[start]

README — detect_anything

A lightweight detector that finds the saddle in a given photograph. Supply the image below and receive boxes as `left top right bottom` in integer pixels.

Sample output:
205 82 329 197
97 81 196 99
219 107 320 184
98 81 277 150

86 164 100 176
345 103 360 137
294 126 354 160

[end]

## WHAT THE EXERCISE ASKS
Switch "lightweight" to "compact" in the data above and give the lines back with nothing else changed.

## OUTPUT
README — detect_anything

A compact detector that finds the saddle in a given photograph. Supply the image below and receive boxes as `left top right bottom` in integer pixels.

Sample output:
205 82 329 197
97 81 196 99
219 107 320 184
98 81 277 150

86 164 100 176
345 103 360 137
294 126 354 160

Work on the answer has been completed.